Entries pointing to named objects
_ _ _ _ _

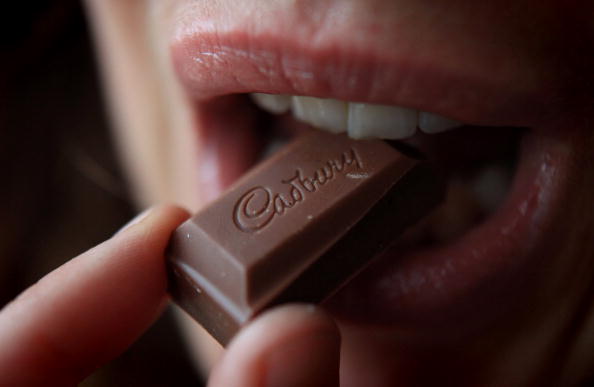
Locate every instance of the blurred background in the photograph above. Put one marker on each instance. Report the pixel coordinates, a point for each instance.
(61, 189)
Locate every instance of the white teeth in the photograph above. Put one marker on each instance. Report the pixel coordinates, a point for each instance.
(360, 120)
(392, 122)
(273, 103)
(329, 114)
(434, 123)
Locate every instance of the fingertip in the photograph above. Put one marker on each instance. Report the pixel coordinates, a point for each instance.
(294, 345)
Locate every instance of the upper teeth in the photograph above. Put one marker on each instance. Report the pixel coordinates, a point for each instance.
(360, 120)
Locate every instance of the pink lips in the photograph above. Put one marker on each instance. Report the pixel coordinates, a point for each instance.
(427, 287)
(211, 65)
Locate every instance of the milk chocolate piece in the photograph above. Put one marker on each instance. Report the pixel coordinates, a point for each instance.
(296, 228)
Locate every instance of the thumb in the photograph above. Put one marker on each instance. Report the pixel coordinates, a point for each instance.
(295, 345)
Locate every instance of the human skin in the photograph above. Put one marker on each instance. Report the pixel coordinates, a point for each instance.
(527, 318)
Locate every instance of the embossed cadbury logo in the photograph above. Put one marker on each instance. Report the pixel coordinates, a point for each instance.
(258, 207)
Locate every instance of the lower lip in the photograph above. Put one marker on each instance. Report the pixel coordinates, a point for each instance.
(468, 279)
(452, 285)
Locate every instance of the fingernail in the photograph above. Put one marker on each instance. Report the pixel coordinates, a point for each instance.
(136, 220)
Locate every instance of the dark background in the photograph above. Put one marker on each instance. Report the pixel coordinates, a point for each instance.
(61, 191)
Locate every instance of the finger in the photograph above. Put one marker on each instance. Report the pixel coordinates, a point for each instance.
(90, 309)
(297, 345)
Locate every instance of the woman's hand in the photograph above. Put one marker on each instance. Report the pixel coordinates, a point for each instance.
(92, 308)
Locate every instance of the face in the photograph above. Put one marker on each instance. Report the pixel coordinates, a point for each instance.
(496, 285)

_ _ _ _ _

* **Exercise aim**
Can you write out all the entries above again with "photograph" swapped for "image" and everything else left unchanged, omitting the pictures?

* **The result**
Locate every instance of the blurred background in the image above. Put one marker on each instance. Report the pixel coordinates, a point for each instance.
(61, 189)
Locate every instance of the white teeth in the image above. Put one marker on each instance. Report the pixel coordinates, a point for each instance.
(360, 120)
(392, 122)
(273, 103)
(329, 114)
(434, 123)
Locate every instance of the fingertip in the image above. Put one marker on each instance. Report the pixel coordinates, a point for each instance.
(294, 345)
Locate every instance of the upper teeth in the image above. Put one marker on each instance. Report the pixel coordinates, a point for each instance.
(360, 120)
Locate every instance of the pink lips in the image above. Put one marker on each instance. Report the pixel coordinates, a point for each instance.
(427, 287)
(211, 65)
Locate every instance of the milk chocolate piece in the image above. Put one marker on each instance. Report the pixel coordinates, a point for each instance.
(296, 228)
Locate every instance of the thumb in the image above. Put one marker on each instance. Report the pixel coordinates, a point for each instance.
(295, 345)
Locate every instance of the human skin in the image above. Put one marker on each instance. Report the pixel coordinates, a point for each instance.
(527, 318)
Locate every instance of the embossed cadbury logo in the image above. Put one marker on each instance. Report the pixel coordinates, a point for each instance.
(258, 207)
Locate every instance of the lower lip in the image above. Put one marker on each instance. Report the pixel coordinates, a point for each instance.
(468, 279)
(452, 285)
Locate every instance of the fingernail in the image above. Put one marker on each instance. Report the pixel coordinates, a point for each instance.
(136, 220)
Locate every instance of the dark background in the image above. Put one marker on each instance. Report the pixel coordinates, a point for each instance.
(61, 191)
Locate every instance of the finger in the image above. Put one marker on each instance. Report the pixel coordinates, a point for each instance.
(90, 309)
(297, 345)
Locate every instance of the woman's hand in the image above. Put one marker on each instance. Report the pixel coordinates, a point for each instance.
(92, 308)
Locate every instance of the face in the image above. Put one marker on each instance. Report the pixel coordinates, a point for each instance.
(496, 285)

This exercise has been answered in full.